(Point placement records)
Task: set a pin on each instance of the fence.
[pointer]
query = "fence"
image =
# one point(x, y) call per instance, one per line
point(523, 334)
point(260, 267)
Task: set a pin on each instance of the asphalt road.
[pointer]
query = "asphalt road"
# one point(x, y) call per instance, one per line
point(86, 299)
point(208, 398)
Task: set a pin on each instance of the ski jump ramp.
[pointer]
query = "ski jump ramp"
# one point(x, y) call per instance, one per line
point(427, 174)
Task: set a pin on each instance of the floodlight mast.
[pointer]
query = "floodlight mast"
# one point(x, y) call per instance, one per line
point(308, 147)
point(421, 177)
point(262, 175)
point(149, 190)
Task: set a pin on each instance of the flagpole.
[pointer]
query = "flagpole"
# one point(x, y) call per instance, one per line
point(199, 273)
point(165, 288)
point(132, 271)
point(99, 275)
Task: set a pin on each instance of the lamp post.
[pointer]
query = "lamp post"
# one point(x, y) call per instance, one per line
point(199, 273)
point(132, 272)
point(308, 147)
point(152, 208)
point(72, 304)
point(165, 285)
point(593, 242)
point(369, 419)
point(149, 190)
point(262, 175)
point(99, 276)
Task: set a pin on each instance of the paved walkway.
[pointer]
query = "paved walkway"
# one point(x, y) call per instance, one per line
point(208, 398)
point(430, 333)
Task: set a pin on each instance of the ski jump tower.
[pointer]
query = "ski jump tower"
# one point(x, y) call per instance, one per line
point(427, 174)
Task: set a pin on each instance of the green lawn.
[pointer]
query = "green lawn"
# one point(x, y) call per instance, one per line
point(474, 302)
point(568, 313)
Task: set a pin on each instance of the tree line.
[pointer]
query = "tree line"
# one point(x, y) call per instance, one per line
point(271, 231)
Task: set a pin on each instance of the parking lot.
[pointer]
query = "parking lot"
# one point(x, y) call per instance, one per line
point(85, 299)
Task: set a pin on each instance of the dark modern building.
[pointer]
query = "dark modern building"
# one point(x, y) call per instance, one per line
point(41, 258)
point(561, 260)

* _Task statement_: Rewrite the part of the records that opens with the line containing "Task: set a pin on each instance of the tree" and closes with the line containing "point(85, 299)", both included, keeping every line as it is, requests too, but multiplying each coordinate in the answer points by 1.3 and rounding to whole numbers, halves up. Give only those lines.

* _Solution for this task_:
Task: set a pin on each instance of the tree line.
[pointer]
query = "tree line"
# one point(x, y) call per instance, one per line
point(352, 300)
Task: set a pin on each instance of the parking lot.
[pointer]
query = "parking lot"
# one point(x, y) call per instance, one per line
point(111, 389)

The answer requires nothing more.